#### Input data ####

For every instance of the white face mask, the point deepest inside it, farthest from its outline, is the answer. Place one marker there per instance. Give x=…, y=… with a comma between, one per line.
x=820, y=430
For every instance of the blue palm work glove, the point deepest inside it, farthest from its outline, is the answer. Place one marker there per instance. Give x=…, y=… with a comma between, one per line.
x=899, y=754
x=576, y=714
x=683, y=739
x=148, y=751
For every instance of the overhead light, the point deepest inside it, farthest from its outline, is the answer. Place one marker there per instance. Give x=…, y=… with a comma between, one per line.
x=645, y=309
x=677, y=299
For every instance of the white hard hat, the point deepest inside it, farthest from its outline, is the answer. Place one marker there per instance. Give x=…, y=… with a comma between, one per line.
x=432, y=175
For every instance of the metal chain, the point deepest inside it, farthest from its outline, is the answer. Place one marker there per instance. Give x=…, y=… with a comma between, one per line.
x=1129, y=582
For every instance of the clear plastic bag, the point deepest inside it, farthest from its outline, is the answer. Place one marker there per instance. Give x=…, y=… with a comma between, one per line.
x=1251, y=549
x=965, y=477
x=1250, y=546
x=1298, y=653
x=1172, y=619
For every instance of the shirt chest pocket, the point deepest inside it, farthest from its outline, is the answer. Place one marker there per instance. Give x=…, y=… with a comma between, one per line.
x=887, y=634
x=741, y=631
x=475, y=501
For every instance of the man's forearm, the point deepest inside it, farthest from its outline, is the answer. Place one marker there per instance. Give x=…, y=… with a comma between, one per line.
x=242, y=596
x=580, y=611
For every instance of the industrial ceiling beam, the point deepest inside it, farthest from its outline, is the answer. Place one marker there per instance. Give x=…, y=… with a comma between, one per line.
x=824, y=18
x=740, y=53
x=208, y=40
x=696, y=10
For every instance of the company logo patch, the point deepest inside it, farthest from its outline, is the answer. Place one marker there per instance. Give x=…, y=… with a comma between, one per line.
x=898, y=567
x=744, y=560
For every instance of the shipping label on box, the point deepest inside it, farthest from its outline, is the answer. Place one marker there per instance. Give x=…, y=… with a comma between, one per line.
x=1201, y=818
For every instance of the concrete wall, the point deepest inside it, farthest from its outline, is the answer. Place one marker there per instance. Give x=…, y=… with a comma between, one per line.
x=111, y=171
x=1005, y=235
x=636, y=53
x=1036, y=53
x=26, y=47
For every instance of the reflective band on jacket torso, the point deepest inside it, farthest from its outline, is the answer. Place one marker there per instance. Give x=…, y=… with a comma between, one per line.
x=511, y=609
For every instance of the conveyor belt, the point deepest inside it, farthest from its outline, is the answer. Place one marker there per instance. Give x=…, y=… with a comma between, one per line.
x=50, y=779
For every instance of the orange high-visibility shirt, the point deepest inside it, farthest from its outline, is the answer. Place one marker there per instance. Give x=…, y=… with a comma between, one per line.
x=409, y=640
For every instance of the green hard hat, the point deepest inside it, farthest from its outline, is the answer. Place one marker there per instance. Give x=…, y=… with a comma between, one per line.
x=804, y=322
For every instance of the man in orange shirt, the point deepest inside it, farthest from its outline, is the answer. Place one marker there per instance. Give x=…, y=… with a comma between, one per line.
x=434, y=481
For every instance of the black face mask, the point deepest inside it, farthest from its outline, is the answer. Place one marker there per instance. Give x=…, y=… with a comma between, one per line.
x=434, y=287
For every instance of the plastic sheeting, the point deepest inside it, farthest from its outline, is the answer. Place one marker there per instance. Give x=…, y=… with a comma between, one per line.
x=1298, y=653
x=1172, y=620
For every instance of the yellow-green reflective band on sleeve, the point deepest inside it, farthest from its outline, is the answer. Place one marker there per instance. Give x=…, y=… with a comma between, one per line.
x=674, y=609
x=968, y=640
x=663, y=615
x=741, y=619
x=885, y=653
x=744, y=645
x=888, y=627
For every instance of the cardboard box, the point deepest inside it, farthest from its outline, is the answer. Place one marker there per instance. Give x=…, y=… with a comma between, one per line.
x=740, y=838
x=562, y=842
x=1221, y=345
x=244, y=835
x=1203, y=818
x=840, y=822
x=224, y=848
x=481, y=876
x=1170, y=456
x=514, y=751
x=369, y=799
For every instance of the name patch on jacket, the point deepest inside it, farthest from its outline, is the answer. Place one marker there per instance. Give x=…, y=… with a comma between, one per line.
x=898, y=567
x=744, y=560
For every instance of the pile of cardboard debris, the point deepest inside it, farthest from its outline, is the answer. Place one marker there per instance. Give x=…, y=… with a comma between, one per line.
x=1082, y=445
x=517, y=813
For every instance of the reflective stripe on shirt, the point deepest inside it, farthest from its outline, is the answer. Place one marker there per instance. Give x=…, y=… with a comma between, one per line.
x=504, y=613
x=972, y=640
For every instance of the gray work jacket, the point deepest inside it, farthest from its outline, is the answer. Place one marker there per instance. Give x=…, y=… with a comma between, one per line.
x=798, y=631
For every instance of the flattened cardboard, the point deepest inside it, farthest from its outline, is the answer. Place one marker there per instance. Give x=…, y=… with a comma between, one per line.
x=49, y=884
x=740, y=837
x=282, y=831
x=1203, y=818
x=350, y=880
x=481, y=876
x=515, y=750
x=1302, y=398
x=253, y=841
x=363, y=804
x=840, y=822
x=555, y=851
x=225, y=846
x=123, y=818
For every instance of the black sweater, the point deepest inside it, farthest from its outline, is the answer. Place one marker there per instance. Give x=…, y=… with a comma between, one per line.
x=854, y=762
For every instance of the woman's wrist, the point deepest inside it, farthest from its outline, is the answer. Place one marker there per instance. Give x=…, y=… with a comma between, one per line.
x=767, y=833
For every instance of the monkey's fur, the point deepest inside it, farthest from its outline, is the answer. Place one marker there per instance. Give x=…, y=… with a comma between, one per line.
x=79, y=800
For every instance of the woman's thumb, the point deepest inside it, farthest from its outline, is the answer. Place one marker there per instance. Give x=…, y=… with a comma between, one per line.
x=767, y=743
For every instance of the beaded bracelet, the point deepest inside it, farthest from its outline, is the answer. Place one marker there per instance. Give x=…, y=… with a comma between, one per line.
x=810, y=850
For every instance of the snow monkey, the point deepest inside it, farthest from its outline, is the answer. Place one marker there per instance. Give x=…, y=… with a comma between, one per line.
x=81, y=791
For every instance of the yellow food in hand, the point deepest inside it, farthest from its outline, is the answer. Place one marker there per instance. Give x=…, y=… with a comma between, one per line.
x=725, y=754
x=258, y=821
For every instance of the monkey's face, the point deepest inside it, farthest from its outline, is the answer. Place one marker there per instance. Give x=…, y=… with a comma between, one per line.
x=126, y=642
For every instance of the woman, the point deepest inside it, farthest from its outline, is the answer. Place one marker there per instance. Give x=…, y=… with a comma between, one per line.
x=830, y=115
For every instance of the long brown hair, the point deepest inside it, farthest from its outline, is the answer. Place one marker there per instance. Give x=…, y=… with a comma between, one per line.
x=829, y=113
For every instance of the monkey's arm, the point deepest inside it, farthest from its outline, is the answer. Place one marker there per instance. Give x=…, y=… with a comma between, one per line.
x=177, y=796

####
#### Input data ####

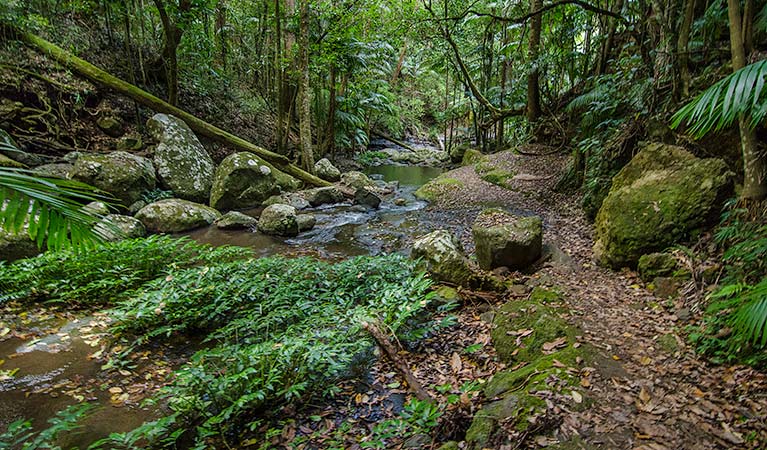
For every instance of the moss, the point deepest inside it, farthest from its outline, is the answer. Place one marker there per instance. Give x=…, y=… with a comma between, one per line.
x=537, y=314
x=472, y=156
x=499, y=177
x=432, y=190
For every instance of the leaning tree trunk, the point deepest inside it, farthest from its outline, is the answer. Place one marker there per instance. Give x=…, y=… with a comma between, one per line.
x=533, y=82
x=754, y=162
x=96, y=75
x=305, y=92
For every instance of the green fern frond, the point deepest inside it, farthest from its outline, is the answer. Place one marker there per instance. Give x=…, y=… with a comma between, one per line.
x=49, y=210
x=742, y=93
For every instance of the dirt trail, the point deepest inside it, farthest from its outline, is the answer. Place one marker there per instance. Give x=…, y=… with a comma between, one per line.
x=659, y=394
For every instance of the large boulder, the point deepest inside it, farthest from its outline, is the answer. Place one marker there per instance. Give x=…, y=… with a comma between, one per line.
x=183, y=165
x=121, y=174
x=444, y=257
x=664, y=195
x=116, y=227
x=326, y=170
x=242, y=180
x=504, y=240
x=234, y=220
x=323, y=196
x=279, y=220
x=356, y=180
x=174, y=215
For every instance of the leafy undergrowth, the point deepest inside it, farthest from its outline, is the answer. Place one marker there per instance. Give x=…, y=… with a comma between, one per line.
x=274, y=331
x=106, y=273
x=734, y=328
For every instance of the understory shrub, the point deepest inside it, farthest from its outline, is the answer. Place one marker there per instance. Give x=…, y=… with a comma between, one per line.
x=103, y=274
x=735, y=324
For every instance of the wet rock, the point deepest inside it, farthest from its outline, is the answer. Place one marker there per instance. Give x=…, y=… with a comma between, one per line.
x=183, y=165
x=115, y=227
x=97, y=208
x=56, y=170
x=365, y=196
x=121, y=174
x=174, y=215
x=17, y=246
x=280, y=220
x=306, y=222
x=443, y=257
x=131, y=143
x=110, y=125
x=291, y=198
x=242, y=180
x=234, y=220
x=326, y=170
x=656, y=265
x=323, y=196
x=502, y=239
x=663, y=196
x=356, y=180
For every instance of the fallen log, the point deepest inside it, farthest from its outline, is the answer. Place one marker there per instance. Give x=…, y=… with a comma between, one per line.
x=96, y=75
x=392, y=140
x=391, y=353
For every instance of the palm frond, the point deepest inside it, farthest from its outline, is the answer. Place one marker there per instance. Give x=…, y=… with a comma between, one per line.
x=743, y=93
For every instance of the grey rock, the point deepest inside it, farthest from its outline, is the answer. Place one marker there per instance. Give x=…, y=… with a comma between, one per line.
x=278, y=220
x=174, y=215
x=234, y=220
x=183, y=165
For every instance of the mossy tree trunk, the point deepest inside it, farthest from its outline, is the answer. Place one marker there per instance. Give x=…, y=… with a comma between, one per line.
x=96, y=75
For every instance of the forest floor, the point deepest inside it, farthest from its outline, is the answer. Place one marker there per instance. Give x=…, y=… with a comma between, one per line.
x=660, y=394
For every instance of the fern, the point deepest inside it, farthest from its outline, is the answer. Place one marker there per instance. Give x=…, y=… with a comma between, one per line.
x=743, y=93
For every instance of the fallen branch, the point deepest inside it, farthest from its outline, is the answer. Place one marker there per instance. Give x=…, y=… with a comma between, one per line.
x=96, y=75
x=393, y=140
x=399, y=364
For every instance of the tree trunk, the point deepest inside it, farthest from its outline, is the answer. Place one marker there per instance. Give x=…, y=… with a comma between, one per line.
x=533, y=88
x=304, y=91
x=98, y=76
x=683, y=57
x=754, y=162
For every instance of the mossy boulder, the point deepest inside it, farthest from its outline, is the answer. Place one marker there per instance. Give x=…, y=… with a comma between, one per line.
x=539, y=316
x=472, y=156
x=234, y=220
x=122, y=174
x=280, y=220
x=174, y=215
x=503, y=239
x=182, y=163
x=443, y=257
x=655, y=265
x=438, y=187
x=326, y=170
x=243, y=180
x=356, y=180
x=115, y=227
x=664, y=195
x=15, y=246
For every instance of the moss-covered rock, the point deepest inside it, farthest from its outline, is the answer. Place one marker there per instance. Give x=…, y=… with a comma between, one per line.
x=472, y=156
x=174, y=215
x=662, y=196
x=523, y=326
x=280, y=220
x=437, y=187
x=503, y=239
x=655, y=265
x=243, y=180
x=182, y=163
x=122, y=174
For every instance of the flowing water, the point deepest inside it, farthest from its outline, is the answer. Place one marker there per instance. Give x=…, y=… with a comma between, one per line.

####
#### Input data ####

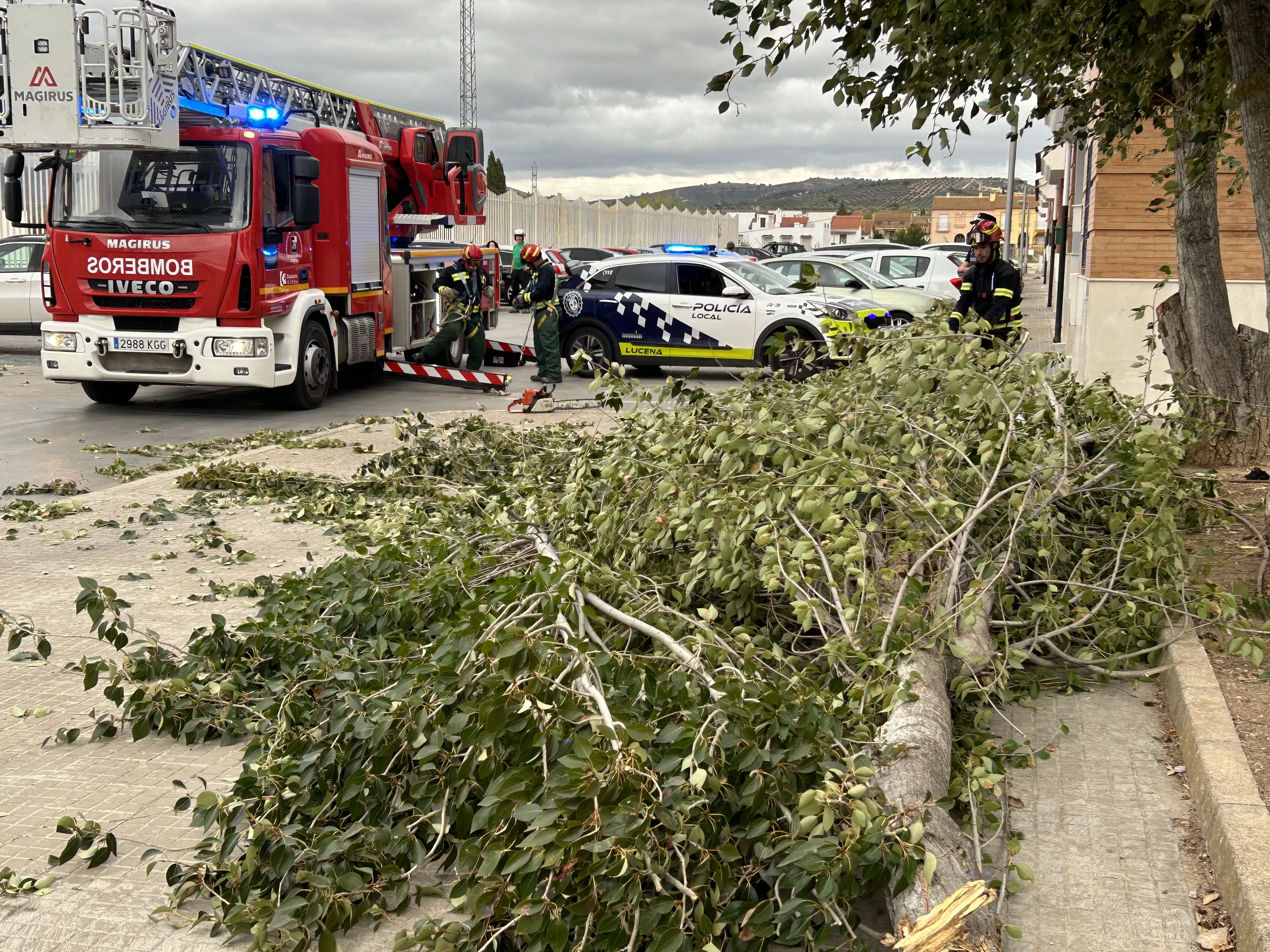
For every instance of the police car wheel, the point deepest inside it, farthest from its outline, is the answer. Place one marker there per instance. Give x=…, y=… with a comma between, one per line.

####

The problem:
Beginning with the line containing "For every instance of the moss-covered" and ending with the line containing "For every instance of the flowing", extract those lines exactly from the listing above, and only those.

Result for this exercise:
For every instance of the moss-covered rock, the point deepest inside it, farthest from its outline, is the answer. Place one marker there per instance. Give x=…, y=… with a comma between, one per line.
x=472, y=156
x=174, y=215
x=662, y=196
x=523, y=326
x=280, y=220
x=437, y=187
x=503, y=239
x=655, y=265
x=243, y=180
x=182, y=163
x=122, y=174
For every instance of the flowing water, the point deepest inside it, farthest from its outline, is the answer. Place one marker there per instance. Give x=…, y=… with a comma between, one per line.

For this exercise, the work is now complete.